Text shown –

※

Using routinely collected data this study provides insight into the clinical and demographic characteristics of people who have experienced limb absence or loss in Cambodia over more than six decades. By presenting temporal trends in patient characteristics and prosthetic device types, this study indicates how the Cambodian prosthetics service needs have changed over time, based on reasons for limb absence and the patients’ demographics. In Cambodia the prevalence of landmine and ERW injuries is understood anecdotally, but researchers report a mismatch between in-country data and published literature [24]. The design and delivery of prosthetic services would benefit from understanding key patient descriptors of age, level and reason for limb absence, allowing the adjustment of resource allocation, service planning and delivery, to maintain and improve care and to target investment in services where it is most needed.

The present study facilitated an overall description of the people accessing prosthetics services in Cambodia (Table 1, Table S1-S2 in the Online Supplementary Document, Figure 1 and Figure 2). Temporal information was obtained by combining groupwise analyses with their changes over more than three decades, including the proportion of clients accessing the service for different prosthetic devices (Figure 3, Table S3 in the Online Supplementary Document), and for different causes of limb absence (Figure 4, Table S4 in the Online Supplementary Document). This revealed insightful temporal trends in the demographics of people undergoing amputation which correspond to known historical events, and the devices prescribed to them.

※

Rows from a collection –

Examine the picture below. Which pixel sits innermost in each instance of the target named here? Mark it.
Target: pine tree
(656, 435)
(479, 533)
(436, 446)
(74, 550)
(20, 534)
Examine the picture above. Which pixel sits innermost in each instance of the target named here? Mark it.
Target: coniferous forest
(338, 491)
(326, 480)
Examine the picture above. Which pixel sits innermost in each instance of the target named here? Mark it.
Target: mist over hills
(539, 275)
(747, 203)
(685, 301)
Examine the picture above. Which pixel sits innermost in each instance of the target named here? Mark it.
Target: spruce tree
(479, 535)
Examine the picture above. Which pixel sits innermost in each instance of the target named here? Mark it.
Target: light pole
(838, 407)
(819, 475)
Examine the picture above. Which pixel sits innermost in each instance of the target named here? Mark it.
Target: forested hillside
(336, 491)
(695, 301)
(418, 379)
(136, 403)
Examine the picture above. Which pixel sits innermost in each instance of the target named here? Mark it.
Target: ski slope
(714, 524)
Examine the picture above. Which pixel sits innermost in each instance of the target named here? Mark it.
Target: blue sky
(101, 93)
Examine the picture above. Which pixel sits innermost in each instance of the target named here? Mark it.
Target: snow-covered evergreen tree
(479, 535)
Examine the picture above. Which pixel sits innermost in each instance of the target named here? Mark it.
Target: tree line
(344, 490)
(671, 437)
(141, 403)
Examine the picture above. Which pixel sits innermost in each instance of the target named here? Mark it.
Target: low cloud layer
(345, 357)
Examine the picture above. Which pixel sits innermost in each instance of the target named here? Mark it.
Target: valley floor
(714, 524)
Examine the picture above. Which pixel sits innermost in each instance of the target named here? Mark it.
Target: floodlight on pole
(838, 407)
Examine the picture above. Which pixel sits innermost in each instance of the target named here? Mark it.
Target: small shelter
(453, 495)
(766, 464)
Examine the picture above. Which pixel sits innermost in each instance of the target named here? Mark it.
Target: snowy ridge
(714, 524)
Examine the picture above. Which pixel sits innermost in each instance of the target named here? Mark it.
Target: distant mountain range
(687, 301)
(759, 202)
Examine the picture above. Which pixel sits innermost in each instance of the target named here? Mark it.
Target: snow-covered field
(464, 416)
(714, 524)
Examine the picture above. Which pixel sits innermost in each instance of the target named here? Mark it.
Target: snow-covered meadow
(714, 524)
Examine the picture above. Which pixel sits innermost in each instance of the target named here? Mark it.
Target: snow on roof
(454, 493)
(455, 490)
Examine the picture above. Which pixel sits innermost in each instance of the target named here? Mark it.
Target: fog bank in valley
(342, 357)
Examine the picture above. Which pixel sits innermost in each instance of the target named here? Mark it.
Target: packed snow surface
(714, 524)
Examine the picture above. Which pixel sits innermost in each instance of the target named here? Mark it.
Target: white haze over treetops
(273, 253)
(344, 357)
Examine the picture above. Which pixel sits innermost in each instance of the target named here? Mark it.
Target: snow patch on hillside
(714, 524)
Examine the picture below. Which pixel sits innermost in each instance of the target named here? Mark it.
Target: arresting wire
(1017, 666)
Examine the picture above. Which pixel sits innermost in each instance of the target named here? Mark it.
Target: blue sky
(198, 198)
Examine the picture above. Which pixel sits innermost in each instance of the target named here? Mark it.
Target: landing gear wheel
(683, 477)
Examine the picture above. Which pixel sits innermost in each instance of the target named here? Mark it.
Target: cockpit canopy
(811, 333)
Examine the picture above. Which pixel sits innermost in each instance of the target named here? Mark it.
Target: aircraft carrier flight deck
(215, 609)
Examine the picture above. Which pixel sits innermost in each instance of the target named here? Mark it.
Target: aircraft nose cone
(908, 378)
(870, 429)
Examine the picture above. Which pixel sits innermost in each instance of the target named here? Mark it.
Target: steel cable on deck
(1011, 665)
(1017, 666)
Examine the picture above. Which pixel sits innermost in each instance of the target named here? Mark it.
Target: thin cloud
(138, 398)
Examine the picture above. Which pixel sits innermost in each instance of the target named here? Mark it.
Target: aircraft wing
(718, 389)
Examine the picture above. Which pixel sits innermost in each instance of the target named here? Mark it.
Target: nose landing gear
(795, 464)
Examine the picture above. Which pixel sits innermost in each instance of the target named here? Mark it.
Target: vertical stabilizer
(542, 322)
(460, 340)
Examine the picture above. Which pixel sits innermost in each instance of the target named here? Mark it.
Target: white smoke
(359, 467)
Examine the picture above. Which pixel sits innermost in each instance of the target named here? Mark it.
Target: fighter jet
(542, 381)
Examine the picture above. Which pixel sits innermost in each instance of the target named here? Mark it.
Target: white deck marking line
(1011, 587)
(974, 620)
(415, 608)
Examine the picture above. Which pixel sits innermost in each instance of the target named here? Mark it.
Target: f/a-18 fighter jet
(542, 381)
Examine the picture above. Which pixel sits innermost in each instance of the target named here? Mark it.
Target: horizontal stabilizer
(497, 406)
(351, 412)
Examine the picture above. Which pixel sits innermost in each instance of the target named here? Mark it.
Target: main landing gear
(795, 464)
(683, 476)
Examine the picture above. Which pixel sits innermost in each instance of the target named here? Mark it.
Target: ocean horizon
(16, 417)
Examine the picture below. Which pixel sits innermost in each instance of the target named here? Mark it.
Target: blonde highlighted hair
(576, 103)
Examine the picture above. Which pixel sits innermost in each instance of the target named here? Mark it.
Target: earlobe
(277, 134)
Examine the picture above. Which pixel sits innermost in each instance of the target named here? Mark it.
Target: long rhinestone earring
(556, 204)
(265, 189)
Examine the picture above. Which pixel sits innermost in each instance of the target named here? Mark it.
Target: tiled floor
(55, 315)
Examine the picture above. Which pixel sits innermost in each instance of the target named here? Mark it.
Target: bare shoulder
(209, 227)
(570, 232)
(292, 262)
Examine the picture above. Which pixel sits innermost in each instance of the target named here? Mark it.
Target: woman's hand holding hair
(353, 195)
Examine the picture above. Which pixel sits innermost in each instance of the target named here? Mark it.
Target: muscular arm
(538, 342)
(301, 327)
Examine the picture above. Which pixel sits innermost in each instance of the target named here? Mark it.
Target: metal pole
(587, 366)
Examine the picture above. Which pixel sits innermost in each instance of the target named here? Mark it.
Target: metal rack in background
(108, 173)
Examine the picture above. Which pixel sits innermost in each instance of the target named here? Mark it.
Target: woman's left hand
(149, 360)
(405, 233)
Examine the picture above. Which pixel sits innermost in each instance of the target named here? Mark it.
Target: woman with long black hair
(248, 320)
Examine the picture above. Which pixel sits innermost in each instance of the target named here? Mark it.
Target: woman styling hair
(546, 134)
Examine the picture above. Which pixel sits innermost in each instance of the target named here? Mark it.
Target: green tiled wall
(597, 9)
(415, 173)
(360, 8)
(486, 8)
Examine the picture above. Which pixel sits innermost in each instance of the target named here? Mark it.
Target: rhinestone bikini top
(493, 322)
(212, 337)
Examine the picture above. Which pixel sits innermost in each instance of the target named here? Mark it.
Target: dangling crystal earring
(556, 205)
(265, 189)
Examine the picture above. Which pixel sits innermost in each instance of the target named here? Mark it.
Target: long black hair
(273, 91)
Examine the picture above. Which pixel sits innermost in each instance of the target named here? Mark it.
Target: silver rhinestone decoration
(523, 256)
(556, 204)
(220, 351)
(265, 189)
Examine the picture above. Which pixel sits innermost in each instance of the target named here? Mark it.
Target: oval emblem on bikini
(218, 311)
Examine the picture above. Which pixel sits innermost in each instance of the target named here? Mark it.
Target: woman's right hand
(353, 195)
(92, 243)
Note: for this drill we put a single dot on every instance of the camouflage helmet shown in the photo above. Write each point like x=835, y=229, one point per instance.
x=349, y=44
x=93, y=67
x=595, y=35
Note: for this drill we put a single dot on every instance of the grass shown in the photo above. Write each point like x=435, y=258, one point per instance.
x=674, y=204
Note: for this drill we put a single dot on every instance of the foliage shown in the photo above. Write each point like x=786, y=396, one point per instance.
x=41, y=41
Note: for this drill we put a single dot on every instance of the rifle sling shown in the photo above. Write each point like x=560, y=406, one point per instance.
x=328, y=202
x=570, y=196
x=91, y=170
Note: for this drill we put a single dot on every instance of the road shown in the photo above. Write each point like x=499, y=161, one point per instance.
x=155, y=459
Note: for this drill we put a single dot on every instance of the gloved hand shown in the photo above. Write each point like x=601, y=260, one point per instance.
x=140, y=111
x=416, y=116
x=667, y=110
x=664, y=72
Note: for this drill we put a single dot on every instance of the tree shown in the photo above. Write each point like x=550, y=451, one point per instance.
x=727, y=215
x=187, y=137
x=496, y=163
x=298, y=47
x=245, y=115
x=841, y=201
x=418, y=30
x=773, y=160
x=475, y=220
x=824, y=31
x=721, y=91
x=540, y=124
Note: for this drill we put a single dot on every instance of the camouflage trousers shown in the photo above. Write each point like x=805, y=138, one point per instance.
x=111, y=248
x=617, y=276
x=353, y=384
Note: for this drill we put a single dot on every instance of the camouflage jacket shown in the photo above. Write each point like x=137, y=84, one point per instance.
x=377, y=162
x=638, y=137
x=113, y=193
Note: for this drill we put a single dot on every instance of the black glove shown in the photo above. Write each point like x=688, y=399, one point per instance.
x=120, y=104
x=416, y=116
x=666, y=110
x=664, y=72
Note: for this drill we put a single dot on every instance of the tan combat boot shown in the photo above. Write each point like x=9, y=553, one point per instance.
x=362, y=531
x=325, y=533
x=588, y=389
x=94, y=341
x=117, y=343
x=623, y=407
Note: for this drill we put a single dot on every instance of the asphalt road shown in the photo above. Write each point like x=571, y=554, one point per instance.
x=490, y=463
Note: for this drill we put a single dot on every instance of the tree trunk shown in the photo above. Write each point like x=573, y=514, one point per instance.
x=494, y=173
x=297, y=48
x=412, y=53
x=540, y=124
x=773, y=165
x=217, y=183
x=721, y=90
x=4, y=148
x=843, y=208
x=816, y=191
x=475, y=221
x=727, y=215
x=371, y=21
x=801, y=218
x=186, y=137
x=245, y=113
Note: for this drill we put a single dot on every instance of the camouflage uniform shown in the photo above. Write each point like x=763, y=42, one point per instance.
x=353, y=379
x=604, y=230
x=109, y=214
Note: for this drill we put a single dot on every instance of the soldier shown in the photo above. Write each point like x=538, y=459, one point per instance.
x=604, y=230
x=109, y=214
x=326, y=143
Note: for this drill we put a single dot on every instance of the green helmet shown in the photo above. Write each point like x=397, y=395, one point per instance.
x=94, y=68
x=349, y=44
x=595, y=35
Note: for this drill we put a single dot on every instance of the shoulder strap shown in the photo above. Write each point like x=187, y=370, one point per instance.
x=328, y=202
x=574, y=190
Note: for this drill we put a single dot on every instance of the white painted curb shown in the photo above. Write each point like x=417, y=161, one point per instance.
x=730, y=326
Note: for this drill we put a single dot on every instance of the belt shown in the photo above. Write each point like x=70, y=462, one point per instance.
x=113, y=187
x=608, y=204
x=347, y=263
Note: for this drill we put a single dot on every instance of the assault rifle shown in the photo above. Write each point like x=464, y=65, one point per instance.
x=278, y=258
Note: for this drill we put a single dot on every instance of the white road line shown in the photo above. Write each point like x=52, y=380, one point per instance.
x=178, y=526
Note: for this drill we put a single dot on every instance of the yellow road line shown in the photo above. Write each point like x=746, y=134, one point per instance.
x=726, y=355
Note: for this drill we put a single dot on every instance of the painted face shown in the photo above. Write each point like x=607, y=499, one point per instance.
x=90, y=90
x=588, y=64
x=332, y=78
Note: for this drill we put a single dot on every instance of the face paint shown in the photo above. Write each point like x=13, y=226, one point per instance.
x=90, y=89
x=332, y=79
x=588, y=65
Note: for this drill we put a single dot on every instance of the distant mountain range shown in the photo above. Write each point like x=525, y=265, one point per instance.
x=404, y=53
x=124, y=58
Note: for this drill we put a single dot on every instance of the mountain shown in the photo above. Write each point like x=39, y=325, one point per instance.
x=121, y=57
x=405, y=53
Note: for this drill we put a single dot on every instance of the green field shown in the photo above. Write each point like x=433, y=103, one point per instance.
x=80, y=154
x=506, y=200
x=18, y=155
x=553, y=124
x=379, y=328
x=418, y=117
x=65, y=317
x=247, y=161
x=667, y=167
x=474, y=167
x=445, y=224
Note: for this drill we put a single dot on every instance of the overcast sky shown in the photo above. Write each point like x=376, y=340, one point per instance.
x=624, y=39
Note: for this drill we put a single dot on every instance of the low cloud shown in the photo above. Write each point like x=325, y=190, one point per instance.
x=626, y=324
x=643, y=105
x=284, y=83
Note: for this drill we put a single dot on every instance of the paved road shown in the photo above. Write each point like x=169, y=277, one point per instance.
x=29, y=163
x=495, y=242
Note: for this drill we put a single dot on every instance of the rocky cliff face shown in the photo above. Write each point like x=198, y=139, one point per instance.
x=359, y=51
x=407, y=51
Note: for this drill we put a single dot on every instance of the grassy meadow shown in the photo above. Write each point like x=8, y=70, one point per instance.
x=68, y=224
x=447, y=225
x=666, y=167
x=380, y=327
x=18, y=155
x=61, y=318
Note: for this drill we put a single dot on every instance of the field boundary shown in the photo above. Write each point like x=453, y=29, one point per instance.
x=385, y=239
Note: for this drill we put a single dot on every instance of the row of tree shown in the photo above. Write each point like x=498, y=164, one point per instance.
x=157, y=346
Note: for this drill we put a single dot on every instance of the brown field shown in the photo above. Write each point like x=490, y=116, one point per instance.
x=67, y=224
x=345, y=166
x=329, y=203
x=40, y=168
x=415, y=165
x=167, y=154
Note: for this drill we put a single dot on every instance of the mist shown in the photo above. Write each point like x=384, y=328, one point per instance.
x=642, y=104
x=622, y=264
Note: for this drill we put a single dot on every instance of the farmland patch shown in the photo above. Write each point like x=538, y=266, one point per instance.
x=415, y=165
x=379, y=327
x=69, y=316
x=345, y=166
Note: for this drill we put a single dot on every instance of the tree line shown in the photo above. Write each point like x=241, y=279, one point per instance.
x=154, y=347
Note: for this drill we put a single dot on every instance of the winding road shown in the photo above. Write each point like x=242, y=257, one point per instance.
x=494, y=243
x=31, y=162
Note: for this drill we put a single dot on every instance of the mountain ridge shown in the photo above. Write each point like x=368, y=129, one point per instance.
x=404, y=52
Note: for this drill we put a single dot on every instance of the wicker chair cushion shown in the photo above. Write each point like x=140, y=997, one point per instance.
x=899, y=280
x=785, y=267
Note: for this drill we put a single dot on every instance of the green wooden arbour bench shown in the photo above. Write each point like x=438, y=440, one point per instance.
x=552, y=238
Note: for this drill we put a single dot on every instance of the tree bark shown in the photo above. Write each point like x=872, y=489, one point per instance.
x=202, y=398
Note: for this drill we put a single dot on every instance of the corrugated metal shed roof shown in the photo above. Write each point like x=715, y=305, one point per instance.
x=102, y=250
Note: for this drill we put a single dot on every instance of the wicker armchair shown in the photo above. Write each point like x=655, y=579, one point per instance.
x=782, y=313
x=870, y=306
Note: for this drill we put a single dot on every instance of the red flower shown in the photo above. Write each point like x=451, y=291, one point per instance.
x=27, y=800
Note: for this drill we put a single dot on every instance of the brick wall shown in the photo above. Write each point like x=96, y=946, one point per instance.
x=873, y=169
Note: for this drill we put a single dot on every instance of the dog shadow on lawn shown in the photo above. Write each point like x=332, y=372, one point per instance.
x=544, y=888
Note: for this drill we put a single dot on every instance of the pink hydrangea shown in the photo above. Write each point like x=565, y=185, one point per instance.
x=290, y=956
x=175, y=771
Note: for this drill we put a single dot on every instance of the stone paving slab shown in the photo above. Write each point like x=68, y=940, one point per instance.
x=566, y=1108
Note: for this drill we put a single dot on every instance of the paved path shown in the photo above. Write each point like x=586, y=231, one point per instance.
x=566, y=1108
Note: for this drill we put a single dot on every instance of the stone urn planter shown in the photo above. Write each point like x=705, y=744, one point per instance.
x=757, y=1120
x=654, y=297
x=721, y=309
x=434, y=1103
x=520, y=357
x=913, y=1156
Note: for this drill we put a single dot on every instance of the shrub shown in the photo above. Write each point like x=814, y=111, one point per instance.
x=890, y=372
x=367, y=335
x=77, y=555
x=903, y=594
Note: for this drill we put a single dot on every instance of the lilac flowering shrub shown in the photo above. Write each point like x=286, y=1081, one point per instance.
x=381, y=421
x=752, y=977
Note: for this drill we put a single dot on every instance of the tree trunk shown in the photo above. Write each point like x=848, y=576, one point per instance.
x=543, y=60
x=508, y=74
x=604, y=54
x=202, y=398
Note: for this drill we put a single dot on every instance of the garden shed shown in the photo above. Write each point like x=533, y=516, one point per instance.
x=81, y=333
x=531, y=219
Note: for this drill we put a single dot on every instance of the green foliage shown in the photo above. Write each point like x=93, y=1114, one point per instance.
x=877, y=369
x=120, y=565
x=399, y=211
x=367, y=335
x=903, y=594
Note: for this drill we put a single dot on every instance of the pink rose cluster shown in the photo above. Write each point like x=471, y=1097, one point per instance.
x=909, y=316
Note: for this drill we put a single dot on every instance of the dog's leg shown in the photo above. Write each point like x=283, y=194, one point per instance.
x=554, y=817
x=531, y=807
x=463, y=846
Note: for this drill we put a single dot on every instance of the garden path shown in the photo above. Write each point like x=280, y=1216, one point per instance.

※

Task item A – In the text shown, what do researchers report about the in-country data and the published literature on landmine and ERW injuries in Cambodia?
Task item B – Edit the text shown from "The present study" up to and including "prescribed to them.", replacing "historical events" with "political events".

Exercise solution A – They report a mismatch between the in-country data and the published literature.

Exercise solution B –
The present study facilitated an overall description of the people accessing prosthetics services in Cambodia (Table 1, Table S1-S2 in the Online Supplementary Document, Figure 1 and Figure 2). Temporal information was obtained by combining groupwise analyses with their changes over more than three decades, including the proportion of clients accessing the service for different prosthetic devices (Figure 3, Table S3 in the Online Supplementary Document), and for different causes of limb absence (Figure 4, Table S4 in the Online Supplementary Document). This revealed insightful temporal trends in the demographics of people undergoing amputation which correspond to known political events, and the devices prescribed to them.